Prompt → Set out the material below as a Markdown table with columns named No. and Text, putting each line in its own numbered row and skipping blank lines. Leave the pictures out of the table.

··· Data in this exercise ···

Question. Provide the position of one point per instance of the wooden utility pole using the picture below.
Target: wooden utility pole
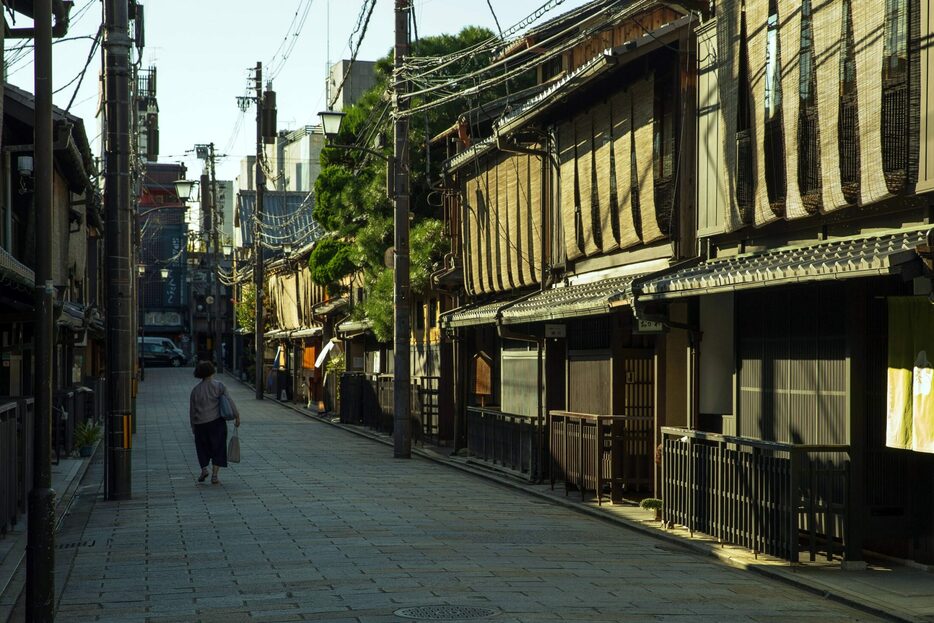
(257, 236)
(215, 264)
(402, 437)
(119, 250)
(40, 544)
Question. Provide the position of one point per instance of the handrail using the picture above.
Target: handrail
(755, 443)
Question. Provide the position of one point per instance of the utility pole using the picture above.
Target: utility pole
(402, 438)
(119, 248)
(257, 236)
(215, 265)
(40, 544)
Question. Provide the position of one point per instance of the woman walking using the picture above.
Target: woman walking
(209, 428)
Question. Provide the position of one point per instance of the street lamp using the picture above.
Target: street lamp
(183, 189)
(331, 122)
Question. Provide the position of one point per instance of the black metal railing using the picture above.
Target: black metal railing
(9, 487)
(773, 498)
(512, 441)
(593, 453)
(426, 392)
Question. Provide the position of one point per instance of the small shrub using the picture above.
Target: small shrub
(87, 434)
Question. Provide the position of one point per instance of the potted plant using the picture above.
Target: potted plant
(653, 504)
(86, 435)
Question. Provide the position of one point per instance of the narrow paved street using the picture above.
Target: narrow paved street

···

Exercise output →
| No. | Text |
|---|---|
| 1 | Question. Provide the position of one point per instance of the wooden utility pole using the picture below. |
| 2 | Target: wooden utility pole |
| 3 | (257, 236) |
| 4 | (215, 264) |
| 5 | (402, 437) |
| 6 | (119, 250) |
| 7 | (40, 544) |
| 8 | Question. Provide the position of one point per instance of the handrail using the picture above. |
| 9 | Target: handrail |
| 10 | (755, 443) |
| 11 | Question. Provide the position of one point per instance of the utility pole using the picture above. |
| 12 | Target: utility pole |
| 13 | (402, 438) |
| 14 | (119, 248) |
| 15 | (257, 236) |
| 16 | (215, 265) |
| 17 | (40, 544) |
| 18 | Question. Provide the position of one point per instance of the woman walking using the picture above. |
| 19 | Target: woman walking |
| 20 | (209, 428) |
| 21 | Question. Provide the position of one point per instance of the street lamp using the picture above. |
| 22 | Target: street lamp |
| 23 | (183, 189) |
| 24 | (331, 122) |
| 25 | Question. Provide the position of one point per instance of the black metal railing using the picture above. |
| 26 | Target: black metal railing |
| 27 | (9, 487) |
| 28 | (773, 498) |
| 29 | (512, 441) |
| 30 | (593, 453) |
| 31 | (426, 392) |
| 32 | Question. Provide the position of one point per instance of the small shrub using the picture above. |
| 33 | Target: small shrub |
| 34 | (87, 434) |
| 35 | Question. Provide the position of one point per instance of the potted plant using the picture above. |
| 36 | Target: potted plant |
| 37 | (653, 504) |
| 38 | (86, 435) |
| 39 | Question. Provide the position of one point per instance of the narrow paved street using the picture above. |
| 40 | Target: narrow paved street |